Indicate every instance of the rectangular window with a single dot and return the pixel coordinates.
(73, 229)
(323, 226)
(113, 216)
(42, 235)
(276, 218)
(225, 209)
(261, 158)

****************************************

■ Written exercise: Could you print every line of the material above, word for word and unchanged?

■ Written response:
Indicate every instance of the rectangular window with a single dot and return the pixel coordinates.
(73, 229)
(323, 226)
(113, 216)
(42, 235)
(276, 218)
(225, 209)
(261, 158)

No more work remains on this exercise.